[Excerpted passage]:
******

On Structure

For all of the reading, conversation and technological advancements I have been exposed to there is one simple litmus test I have successfully held on to in routing tasks to humans or machines.

Structure.

Is this thing (task, decision, production) in front of me structured?

Are the steps of execution predetermined, or do they need to be adaptive?

Can this thing I am about to do fit in (even an exponentially long) spreadsheet?

If the answer is yes, then we should accept that a machine is coming for it.
If not, there is (absolutely and unequivocally) no way a machine would do it.

Things that fit the structured model are designing a usable website layouts, guided meditation, branding (aestehic is in and of itself a strcuture, once set a machine can do it), prepping taxes, parking a car.

Things that do not fit in a stationary structure are nursing, psychological therapy, plumbing, and care work.

When 2 robots are facing each other, unable to communicate, say a bot renting your car, and another one parking it, it is up for humans to translate (meta over matter).

Those robots’ matter is set, respective to their program goal and outcomes. Those programs are incapable of abstracting what they do.

Meta is outside the reach of statistics, because meta is meaning, and numbers are anonymous.

Published by Nitzan

I am a designer, writer and strategist with interest in machine learning, liminal thinking and complexity science. In my commercial work I help companies build innovative tools, design better qualitative processes, and lead that human machine collaboration with complexity in mind.

******

[Work order 1]:
Answer these from the essay on structure:
(a) What single word does the author name as the litmus test for routing tasks to humans or machines?
(b) When two robots face each other and cannot communicate, who does the essay say must translate?
(c) According to the essay, why is meta outside the reach of statistics?
[Work order 2]: List every kind of work that the essay on structure says does not fit in a stationary structure.
The entries that come next are separate material and are not part of the essay on structure.

******

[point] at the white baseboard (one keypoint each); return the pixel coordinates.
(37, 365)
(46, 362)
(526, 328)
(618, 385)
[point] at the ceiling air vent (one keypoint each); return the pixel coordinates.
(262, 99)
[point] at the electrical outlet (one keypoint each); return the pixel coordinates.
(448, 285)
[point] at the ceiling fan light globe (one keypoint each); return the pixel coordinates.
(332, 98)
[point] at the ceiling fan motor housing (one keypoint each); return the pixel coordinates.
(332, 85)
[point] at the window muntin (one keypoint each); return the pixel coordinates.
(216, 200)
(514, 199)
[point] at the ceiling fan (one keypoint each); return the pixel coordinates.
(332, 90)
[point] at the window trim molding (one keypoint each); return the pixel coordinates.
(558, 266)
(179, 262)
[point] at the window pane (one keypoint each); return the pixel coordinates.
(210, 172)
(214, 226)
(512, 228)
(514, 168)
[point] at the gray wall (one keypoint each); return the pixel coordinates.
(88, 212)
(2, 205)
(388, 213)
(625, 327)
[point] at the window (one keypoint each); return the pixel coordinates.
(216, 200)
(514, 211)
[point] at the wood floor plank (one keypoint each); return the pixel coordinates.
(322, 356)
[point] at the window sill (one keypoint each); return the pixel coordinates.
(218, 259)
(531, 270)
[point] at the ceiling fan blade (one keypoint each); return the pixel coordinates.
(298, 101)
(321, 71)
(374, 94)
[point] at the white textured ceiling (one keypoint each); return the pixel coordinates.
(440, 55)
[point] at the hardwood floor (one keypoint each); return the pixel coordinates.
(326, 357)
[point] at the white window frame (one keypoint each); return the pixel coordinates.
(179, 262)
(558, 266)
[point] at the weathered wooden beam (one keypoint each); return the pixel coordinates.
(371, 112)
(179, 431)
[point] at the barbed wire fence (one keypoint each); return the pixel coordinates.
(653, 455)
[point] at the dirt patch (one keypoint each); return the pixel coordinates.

******

[Answer section 1]:
(a) Structure.
(b) Humans.
(c) Because meta is meaning, and numbers are anonymous.

[Answer section 2]:
- Nursing
- Psychological therapy
- Plumbing
- Care work